EXERCISE AIM = Reproduce all of the listing below without alteration.

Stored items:

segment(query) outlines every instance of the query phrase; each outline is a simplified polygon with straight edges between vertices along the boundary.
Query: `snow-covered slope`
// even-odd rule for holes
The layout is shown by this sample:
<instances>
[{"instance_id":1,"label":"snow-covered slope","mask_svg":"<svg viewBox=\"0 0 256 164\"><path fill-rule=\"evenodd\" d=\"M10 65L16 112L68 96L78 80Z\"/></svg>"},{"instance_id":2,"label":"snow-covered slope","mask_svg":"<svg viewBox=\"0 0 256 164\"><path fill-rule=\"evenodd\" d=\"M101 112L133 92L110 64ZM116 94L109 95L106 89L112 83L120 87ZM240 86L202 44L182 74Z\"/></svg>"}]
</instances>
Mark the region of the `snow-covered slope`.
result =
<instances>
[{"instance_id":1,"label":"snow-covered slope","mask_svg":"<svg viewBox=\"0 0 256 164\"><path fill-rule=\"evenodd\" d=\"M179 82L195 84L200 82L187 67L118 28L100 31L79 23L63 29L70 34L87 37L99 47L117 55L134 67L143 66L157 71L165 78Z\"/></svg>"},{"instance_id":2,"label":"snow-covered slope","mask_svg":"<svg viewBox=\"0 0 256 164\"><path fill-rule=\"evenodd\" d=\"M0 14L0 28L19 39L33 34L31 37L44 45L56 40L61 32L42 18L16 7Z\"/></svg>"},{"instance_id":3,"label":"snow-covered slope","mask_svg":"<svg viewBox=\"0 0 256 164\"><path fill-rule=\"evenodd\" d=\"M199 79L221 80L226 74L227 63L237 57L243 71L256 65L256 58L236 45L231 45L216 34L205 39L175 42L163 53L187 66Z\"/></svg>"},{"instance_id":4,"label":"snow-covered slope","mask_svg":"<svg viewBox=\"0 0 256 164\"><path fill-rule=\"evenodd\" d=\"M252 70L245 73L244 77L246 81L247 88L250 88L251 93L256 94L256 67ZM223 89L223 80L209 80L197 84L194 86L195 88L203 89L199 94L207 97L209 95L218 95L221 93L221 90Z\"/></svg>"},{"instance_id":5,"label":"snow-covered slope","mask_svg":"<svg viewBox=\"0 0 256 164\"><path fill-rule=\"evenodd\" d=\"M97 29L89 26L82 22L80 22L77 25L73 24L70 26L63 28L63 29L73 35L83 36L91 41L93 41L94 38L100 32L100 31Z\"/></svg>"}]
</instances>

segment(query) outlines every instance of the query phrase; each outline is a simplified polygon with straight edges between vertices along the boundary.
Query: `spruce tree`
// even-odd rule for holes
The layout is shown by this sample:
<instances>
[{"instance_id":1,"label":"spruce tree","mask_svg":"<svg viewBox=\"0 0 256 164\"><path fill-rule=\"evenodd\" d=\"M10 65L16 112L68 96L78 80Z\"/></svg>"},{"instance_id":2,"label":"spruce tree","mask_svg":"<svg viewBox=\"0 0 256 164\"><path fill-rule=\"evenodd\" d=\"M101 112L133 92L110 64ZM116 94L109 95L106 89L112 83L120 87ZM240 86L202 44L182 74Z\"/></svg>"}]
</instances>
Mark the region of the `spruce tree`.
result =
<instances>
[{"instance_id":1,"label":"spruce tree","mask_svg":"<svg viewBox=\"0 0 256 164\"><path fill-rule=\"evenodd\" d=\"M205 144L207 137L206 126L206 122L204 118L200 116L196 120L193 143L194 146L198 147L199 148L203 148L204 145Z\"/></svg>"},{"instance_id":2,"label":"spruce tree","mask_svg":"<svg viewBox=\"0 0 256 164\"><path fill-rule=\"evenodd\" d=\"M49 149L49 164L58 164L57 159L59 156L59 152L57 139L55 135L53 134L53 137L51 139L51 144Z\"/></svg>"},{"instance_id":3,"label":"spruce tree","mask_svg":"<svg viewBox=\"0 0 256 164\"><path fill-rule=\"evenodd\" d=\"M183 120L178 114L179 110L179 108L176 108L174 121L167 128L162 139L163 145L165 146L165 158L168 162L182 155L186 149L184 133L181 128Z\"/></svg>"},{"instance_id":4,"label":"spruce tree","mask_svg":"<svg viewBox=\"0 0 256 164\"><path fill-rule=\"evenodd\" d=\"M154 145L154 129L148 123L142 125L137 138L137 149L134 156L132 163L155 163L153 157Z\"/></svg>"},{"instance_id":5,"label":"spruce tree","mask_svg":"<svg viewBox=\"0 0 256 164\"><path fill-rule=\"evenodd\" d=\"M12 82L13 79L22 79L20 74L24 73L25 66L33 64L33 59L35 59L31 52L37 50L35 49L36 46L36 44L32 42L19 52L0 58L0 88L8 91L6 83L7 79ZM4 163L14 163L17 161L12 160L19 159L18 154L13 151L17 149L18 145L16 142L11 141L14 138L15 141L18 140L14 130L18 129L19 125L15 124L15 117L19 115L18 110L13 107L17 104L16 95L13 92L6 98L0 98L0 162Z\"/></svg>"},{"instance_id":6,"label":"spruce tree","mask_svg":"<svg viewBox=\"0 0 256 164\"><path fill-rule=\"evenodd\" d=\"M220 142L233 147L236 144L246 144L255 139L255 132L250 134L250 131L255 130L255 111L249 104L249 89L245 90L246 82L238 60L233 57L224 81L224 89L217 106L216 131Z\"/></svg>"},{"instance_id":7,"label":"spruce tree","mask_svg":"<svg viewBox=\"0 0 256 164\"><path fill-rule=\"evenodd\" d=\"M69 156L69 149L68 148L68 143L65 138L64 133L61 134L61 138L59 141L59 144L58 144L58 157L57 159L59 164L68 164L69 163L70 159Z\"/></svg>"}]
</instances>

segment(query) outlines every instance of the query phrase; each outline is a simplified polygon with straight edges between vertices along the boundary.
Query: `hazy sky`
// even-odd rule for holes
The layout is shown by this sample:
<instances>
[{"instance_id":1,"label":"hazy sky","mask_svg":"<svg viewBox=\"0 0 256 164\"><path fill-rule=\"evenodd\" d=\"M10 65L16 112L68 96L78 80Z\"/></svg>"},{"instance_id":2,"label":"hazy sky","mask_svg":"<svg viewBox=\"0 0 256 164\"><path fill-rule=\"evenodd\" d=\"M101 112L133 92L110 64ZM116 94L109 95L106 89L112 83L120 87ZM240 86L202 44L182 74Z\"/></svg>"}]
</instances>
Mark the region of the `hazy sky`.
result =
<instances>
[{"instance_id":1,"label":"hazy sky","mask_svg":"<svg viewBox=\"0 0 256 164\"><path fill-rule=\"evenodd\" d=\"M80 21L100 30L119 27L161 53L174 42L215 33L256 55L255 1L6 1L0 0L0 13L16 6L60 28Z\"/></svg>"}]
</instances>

SOLVED EXERCISE =
segment(query) outlines every instance of the query phrase; each outline is a simplified polygon with straight edges between vertices along the boundary.
Query: `snow-covered slope`
// even-odd rule for holes
The layout is shown by this sample:
<instances>
[{"instance_id":1,"label":"snow-covered slope","mask_svg":"<svg viewBox=\"0 0 256 164\"><path fill-rule=\"evenodd\" d=\"M10 65L16 112L68 96L78 80Z\"/></svg>"},{"instance_id":2,"label":"snow-covered slope","mask_svg":"<svg viewBox=\"0 0 256 164\"><path fill-rule=\"evenodd\" d=\"M101 112L133 92L110 64ZM116 94L109 95L106 89L112 83L120 87ZM240 86L202 44L182 74Z\"/></svg>"}]
</instances>
Mark the region of the `snow-covered slope`.
result =
<instances>
[{"instance_id":1,"label":"snow-covered slope","mask_svg":"<svg viewBox=\"0 0 256 164\"><path fill-rule=\"evenodd\" d=\"M179 82L195 84L200 82L187 67L118 28L100 31L79 23L63 29L70 34L87 37L99 47L117 55L134 67L143 66L157 71L165 78Z\"/></svg>"},{"instance_id":2,"label":"snow-covered slope","mask_svg":"<svg viewBox=\"0 0 256 164\"><path fill-rule=\"evenodd\" d=\"M0 14L0 28L19 39L33 34L31 37L44 45L56 40L61 32L42 18L16 7Z\"/></svg>"},{"instance_id":3,"label":"snow-covered slope","mask_svg":"<svg viewBox=\"0 0 256 164\"><path fill-rule=\"evenodd\" d=\"M199 79L221 80L226 74L227 63L237 57L243 71L256 65L256 58L236 45L231 45L216 34L205 39L175 42L163 53L187 66Z\"/></svg>"},{"instance_id":4,"label":"snow-covered slope","mask_svg":"<svg viewBox=\"0 0 256 164\"><path fill-rule=\"evenodd\" d=\"M252 70L245 73L244 77L246 81L247 88L250 88L251 93L256 94L256 67ZM223 89L223 80L209 80L197 84L194 86L195 88L203 89L199 94L207 97L209 95L218 95L221 93L221 90Z\"/></svg>"},{"instance_id":5,"label":"snow-covered slope","mask_svg":"<svg viewBox=\"0 0 256 164\"><path fill-rule=\"evenodd\" d=\"M97 29L89 26L82 22L80 22L77 25L73 24L70 26L63 28L63 29L73 35L83 36L91 41L93 41L94 38L100 32L100 31Z\"/></svg>"}]
</instances>

segment(query) outlines every instance of the query phrase; each outline is a simplified polygon with straight edges between vertices along the boundary.
Query: `spruce tree`
// even-odd rule for holes
The layout is shown by this sample:
<instances>
[{"instance_id":1,"label":"spruce tree","mask_svg":"<svg viewBox=\"0 0 256 164\"><path fill-rule=\"evenodd\" d=\"M10 65L16 112L68 96L78 80Z\"/></svg>"},{"instance_id":2,"label":"spruce tree","mask_svg":"<svg viewBox=\"0 0 256 164\"><path fill-rule=\"evenodd\" d=\"M101 112L133 92L110 64ZM116 94L109 95L106 89L112 83L120 87ZM240 86L202 44L182 74Z\"/></svg>"}]
</instances>
Mark the region of the `spruce tree`.
result =
<instances>
[{"instance_id":1,"label":"spruce tree","mask_svg":"<svg viewBox=\"0 0 256 164\"><path fill-rule=\"evenodd\" d=\"M205 144L207 137L206 126L206 122L204 118L200 116L196 120L193 143L194 146L198 147L199 148L203 148L204 145Z\"/></svg>"},{"instance_id":2,"label":"spruce tree","mask_svg":"<svg viewBox=\"0 0 256 164\"><path fill-rule=\"evenodd\" d=\"M49 149L49 164L58 164L57 159L59 156L59 152L57 139L55 135L53 134L53 137L51 139L51 144Z\"/></svg>"},{"instance_id":3,"label":"spruce tree","mask_svg":"<svg viewBox=\"0 0 256 164\"><path fill-rule=\"evenodd\" d=\"M183 120L178 114L179 110L179 108L176 108L174 121L167 128L162 139L163 145L165 146L165 158L168 162L182 155L186 149L184 133L181 128Z\"/></svg>"},{"instance_id":4,"label":"spruce tree","mask_svg":"<svg viewBox=\"0 0 256 164\"><path fill-rule=\"evenodd\" d=\"M154 145L154 129L148 123L142 125L137 138L137 149L134 156L132 163L155 163L153 157Z\"/></svg>"},{"instance_id":5,"label":"spruce tree","mask_svg":"<svg viewBox=\"0 0 256 164\"><path fill-rule=\"evenodd\" d=\"M12 82L13 79L22 79L20 74L24 73L25 66L33 64L33 59L35 59L31 52L37 50L35 49L36 46L36 44L32 42L19 52L0 58L0 88L8 91L6 83L7 79ZM4 163L14 163L17 161L12 160L19 159L18 154L13 151L17 149L18 145L16 142L11 141L14 138L15 141L18 140L14 130L18 129L19 125L15 124L15 117L19 115L18 110L13 107L17 104L16 95L13 92L6 98L0 98L0 162Z\"/></svg>"},{"instance_id":6,"label":"spruce tree","mask_svg":"<svg viewBox=\"0 0 256 164\"><path fill-rule=\"evenodd\" d=\"M220 142L233 147L236 144L246 144L255 139L255 132L250 134L250 131L255 130L255 111L249 104L249 89L245 90L246 82L238 60L233 57L224 81L224 89L217 106L216 131Z\"/></svg>"},{"instance_id":7,"label":"spruce tree","mask_svg":"<svg viewBox=\"0 0 256 164\"><path fill-rule=\"evenodd\" d=\"M69 156L69 149L68 148L68 143L65 138L64 133L61 134L61 138L59 141L59 144L58 144L58 157L57 159L59 164L68 164L69 163L70 159Z\"/></svg>"}]
</instances>

segment(query) outlines every instance of the query phrase; each outline is a simplified polygon with straight edges between vertices along the boundary.
Query: `hazy sky`
// even-odd rule for holes
The layout is shown by this sample:
<instances>
[{"instance_id":1,"label":"hazy sky","mask_svg":"<svg viewBox=\"0 0 256 164\"><path fill-rule=\"evenodd\" d=\"M10 65L16 112L68 96L78 80Z\"/></svg>"},{"instance_id":2,"label":"hazy sky","mask_svg":"<svg viewBox=\"0 0 256 164\"><path fill-rule=\"evenodd\" d=\"M101 112L133 92L110 64ZM116 94L109 95L106 89L112 83L120 87ZM240 86L202 44L182 74Z\"/></svg>"}]
</instances>
Mark the region of the `hazy sky`.
result =
<instances>
[{"instance_id":1,"label":"hazy sky","mask_svg":"<svg viewBox=\"0 0 256 164\"><path fill-rule=\"evenodd\" d=\"M80 21L100 30L119 27L161 53L174 42L215 33L256 55L255 1L6 1L0 0L0 13L16 6L60 28Z\"/></svg>"}]
</instances>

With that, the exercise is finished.